***** Excerpted passage

Thank you very much for your answer. It seems to be that your message got tructated somehow, but I think I got the point.
I also did some searching on the web and found the following two pieces of code which both claim to calculate the determinant of a square matrix.


call dgetrf(n,n,a,n,piv,info)
det = 0d0
if ( then
det = 1d0
do 10,i=1,n
if (piv(i).ne.i) then
det = -det * a(i,i)
det = det * a(i,i)
10 continue


call dgetrf(n, n, a, n, ipiv, info)
if(info < 0) then
write(message(1),'(a,i4)') 'In states_mpdotp, LAPACK dgetrf returned error code ',info
call write_fatal(1)
ddet = M_ONE
do i = 1, n
ddet = ddet*a(i, i)
if(ipiv(i).ne.i) then
ipiv(ipiv(i)) = ipiv(i)
ddet = -ddet


So according to your explanation above the author of the first code did it right, while the other one falsely assumed that ipiv corresponds to a permutation vector as I did. Do I get this right?

**********
***** Entries shown

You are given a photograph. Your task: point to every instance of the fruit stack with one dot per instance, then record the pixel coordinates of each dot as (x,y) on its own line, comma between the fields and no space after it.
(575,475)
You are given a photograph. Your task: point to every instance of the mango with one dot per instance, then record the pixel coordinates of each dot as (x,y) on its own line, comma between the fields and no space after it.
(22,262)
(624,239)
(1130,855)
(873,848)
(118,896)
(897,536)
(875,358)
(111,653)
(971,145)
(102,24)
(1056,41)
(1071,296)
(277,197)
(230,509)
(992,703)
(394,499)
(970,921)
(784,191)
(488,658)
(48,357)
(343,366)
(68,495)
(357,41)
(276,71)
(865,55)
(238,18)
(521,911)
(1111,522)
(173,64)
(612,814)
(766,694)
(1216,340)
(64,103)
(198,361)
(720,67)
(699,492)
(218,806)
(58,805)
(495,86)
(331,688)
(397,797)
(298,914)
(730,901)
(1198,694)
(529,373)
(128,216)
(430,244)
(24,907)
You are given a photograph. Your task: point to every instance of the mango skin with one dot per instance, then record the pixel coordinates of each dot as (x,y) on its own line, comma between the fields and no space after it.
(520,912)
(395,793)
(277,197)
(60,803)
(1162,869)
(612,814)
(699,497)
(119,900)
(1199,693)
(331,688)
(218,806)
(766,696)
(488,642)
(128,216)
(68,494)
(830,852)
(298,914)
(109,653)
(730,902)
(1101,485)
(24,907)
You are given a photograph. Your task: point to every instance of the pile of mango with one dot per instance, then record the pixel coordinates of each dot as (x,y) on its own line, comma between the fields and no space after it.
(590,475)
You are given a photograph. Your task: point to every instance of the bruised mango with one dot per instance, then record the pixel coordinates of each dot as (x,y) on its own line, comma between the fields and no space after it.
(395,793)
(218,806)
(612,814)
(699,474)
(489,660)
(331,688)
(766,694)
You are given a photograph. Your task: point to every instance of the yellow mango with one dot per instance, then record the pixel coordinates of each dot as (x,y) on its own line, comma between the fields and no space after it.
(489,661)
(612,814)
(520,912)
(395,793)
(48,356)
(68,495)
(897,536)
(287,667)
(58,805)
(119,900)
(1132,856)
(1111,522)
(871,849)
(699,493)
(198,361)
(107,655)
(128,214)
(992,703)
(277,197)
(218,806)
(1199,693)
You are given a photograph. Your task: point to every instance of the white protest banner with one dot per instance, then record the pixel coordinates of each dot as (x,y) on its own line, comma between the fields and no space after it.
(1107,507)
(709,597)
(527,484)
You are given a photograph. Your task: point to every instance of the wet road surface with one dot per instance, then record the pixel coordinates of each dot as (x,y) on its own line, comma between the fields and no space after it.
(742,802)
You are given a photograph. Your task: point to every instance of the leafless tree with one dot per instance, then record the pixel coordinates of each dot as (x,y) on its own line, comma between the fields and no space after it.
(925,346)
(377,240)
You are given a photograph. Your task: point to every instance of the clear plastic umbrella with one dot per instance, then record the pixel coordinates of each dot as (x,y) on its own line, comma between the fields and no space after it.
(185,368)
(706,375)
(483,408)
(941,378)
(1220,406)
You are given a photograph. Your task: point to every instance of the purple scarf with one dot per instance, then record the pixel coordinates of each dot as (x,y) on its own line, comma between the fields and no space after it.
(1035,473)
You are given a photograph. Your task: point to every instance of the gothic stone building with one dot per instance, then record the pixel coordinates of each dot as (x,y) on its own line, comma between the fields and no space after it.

**********

• What you should do:
Say whether each statement agrees with the forum post, answering yes or no and quoting the words that decide it.
1. The writer found two pieces of code online that claim to calculate the determinant of a square matrix.
2. The writer believes the second piece of code treated ipiv correctly.
3. The writer thinks the author of the first piece of code did it right.
You won't need the listing for this.

• Exercise solution:
1. Yes: "found the following two pieces of code which both claim to calculate the determinant of a square matrix."
2. No: "the other one falsely assumed that ipiv corresponds to a permutation vector"
3. Yes: "the author of the first code did it right"